PROBLEM TO SOLVE = Count the lines in the items below that contain the string "logo". Reply with only that number.

INPUT ROWS =
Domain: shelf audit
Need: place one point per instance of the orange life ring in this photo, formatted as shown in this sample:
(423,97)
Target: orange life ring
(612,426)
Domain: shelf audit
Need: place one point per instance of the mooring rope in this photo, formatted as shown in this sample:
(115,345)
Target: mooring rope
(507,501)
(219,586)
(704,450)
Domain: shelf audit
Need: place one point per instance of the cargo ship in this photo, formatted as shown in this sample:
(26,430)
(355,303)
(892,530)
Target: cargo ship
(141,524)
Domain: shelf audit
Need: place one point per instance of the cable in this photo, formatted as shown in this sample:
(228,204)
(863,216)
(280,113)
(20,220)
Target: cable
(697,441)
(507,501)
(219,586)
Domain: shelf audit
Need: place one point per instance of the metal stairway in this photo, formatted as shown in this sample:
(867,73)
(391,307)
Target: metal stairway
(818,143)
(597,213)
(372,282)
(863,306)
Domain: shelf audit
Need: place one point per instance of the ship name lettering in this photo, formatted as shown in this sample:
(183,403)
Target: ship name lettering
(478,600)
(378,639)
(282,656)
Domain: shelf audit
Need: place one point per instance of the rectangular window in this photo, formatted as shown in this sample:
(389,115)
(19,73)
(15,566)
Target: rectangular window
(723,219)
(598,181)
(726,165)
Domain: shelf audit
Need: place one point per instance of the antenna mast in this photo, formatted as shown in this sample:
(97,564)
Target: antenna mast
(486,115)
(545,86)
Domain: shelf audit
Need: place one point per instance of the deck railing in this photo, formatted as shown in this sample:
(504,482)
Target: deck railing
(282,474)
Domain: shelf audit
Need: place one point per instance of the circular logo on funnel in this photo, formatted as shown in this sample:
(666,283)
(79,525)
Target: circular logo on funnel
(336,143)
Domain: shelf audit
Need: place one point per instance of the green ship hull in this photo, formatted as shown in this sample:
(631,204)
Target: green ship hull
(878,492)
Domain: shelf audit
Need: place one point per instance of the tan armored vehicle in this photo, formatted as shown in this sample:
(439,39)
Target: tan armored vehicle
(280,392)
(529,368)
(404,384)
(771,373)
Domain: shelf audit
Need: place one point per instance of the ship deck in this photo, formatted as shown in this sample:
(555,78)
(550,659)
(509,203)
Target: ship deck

WRITTEN SOLUTION = 2